Complete the following:
• A. According to the article on the 1964 Hazleton murder, why does Ronald Chiverella say that naming the killer gives the family a sense of closure?
• B. Write out the part of the article on the 1964 Hazleton murder starting with "Attending the emotional" and going on through "attack was random.".

Source document:
"""

Investigators with the Pennsylvania State Police have named the man responsible for the brutal 1964 murder of a 9-year-old child.
On Thursday, authorities announced James Paul Forte was the man who raped and killed Marise Ann Chiverella on her way to school in Hazleton, Pennsylvania, according to a press release sent to Oxygen.com. Forte, who was 22 at the time of the murder, died of natural causes in 1980, police said during a live press conference.
Troopers said Chiverella’s murder was the oldest cold case in Pennsylvania and the fourth oldest cold case in America to be solved by genetic genealogy.
Attending the emotional press conference were officials who helped carry the case through several generations and the Chiverella family, including Marise’s brother.
“Now that we know the individual, it gives us a sense of closure,” said Ronald Chiverella, according to ABC affiliate WNEP. “No full closure; we’ll never have that, but a sense of closure that we know the individual that did it and that the individual isn’t out committing the same crime and hurting other young girls like Marise.”
Forte lived six or seven blocks away from the Chiverellas, according to Lehigh Valley Live. Authorities stated relatives did not know Forte and believed the attack was random.

"""

(Excerpts from a dataset)
"""

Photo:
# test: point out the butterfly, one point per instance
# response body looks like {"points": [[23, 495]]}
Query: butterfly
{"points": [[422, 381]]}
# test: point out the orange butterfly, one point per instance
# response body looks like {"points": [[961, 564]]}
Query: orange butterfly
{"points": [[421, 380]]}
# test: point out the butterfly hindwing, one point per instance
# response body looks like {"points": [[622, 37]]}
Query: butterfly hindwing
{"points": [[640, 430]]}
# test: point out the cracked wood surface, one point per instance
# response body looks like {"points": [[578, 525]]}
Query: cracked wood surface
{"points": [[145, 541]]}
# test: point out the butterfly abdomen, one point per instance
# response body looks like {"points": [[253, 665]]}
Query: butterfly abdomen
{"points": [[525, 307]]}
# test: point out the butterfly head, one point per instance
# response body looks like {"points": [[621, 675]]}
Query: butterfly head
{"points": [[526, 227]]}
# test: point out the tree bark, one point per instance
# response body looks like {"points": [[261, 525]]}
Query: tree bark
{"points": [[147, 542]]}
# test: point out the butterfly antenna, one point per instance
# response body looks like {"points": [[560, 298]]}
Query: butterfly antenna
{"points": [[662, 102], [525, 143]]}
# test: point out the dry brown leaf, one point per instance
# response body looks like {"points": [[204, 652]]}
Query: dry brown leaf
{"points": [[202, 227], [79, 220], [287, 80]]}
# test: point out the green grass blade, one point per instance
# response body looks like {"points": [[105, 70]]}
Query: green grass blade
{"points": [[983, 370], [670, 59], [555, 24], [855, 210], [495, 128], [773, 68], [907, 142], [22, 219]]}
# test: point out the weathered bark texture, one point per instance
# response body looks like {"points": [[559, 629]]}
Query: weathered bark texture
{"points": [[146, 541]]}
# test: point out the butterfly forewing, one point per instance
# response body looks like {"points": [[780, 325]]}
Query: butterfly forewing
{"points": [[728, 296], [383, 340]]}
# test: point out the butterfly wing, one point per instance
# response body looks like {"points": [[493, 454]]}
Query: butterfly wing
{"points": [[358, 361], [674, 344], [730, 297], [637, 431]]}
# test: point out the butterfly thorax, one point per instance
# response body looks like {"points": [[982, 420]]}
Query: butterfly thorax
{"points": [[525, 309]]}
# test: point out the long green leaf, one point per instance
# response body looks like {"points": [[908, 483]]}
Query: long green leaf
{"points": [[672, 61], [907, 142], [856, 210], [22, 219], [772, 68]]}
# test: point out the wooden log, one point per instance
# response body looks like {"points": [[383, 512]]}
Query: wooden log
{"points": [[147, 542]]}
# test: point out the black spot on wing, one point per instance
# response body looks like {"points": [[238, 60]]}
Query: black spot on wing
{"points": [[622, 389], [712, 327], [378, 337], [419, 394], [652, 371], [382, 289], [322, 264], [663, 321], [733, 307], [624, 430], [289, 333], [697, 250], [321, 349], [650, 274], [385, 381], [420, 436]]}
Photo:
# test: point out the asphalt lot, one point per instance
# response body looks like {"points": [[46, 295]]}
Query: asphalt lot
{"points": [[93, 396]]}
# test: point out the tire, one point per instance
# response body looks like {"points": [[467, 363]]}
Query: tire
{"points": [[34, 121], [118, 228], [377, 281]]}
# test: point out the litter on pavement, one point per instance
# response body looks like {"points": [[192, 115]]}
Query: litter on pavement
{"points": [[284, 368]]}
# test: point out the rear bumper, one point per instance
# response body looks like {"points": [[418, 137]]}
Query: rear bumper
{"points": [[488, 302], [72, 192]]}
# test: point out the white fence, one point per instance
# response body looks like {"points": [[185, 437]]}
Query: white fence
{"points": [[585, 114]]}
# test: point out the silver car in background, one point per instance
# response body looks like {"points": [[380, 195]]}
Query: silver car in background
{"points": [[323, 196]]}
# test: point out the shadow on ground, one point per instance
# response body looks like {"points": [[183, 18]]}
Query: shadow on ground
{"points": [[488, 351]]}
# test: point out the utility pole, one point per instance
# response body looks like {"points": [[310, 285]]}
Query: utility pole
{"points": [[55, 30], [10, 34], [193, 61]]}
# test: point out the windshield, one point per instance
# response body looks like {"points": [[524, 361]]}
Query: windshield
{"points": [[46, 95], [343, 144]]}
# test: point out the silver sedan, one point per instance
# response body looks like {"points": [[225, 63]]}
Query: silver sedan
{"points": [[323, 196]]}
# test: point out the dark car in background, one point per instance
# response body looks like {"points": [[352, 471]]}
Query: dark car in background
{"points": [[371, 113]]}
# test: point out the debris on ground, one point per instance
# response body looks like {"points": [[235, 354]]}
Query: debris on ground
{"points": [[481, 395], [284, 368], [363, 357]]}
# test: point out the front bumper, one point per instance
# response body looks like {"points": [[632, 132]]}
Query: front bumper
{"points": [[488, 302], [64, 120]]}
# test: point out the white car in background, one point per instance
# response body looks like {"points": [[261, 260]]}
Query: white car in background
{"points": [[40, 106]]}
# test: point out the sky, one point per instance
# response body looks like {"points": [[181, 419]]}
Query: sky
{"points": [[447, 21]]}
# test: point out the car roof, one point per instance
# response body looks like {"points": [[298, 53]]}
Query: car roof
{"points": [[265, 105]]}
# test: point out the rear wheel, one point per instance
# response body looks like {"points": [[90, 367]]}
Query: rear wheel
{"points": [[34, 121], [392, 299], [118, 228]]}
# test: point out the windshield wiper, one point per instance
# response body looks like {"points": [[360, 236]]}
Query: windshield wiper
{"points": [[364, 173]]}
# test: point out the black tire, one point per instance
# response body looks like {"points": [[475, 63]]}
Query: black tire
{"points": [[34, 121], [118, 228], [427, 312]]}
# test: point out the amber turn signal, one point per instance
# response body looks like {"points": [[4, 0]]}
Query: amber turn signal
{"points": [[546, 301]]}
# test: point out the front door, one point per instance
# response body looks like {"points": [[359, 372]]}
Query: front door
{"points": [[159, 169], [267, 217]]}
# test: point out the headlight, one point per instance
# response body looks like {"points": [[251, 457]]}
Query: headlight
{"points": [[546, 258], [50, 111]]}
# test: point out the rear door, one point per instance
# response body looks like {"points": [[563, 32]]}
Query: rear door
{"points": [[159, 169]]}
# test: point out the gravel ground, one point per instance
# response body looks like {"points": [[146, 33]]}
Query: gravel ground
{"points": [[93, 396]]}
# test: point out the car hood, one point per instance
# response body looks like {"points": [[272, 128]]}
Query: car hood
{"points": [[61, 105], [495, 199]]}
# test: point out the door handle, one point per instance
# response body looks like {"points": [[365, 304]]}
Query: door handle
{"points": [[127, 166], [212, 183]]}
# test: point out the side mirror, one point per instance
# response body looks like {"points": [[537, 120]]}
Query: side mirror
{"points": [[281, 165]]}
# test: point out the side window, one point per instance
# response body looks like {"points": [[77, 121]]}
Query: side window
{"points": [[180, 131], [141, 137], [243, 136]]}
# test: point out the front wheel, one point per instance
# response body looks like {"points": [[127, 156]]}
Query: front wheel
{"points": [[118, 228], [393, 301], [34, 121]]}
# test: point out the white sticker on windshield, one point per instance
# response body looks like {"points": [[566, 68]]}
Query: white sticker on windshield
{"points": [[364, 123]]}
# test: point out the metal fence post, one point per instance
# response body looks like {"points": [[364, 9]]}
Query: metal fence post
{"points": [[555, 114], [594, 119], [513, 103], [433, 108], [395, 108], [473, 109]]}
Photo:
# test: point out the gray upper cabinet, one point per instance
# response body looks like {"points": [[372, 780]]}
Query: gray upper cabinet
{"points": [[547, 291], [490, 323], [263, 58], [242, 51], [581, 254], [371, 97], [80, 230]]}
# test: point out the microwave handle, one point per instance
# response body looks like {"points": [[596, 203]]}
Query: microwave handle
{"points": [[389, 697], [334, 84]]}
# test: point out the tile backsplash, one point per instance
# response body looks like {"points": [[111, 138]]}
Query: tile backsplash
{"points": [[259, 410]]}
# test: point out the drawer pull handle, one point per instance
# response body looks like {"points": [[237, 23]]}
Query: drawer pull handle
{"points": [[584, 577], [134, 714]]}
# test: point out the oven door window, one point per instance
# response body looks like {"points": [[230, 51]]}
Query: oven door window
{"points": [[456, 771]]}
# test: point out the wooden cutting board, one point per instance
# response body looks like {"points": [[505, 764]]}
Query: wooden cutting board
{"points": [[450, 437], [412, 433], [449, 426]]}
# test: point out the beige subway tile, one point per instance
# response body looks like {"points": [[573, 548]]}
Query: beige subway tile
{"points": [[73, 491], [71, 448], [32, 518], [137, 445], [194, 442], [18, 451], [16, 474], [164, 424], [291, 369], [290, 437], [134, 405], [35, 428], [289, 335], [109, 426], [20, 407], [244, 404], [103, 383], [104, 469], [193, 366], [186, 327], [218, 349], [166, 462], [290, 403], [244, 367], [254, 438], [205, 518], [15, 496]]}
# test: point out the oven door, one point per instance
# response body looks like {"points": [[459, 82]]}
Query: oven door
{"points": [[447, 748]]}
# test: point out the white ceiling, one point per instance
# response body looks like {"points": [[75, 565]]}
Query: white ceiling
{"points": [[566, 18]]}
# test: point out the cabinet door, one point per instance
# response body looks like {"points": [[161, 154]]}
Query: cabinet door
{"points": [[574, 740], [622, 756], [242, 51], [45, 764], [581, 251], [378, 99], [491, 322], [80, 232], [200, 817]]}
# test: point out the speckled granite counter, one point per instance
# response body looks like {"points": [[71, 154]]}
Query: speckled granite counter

"""

Solution set:
• A. He says knowing who did it gives them a sense of closure because they now know the individual responsible and know that this person isn't out committing the same crime and hurting other young girls like Marise. He adds that it is not full closure, which they will never have.

• B.
Attending the emotional press conference were officials who helped carry the case through several generations and the Chiverella family, including Marise’s brother.
“Now that we know the individual, it gives us a sense of closure,” said Ronald Chiverella, according to ABC affiliate WNEP. “No full closure; we’ll never have that, but a sense of closure that we know the individual that did it and that the individual isn’t out committing the same crime and hurting other young girls like Marise.”
Forte lived six or seven blocks away from the Chiverellas, according to Lehigh Valley Live. Authorities stated relatives did not know Forte and believed the attack was random.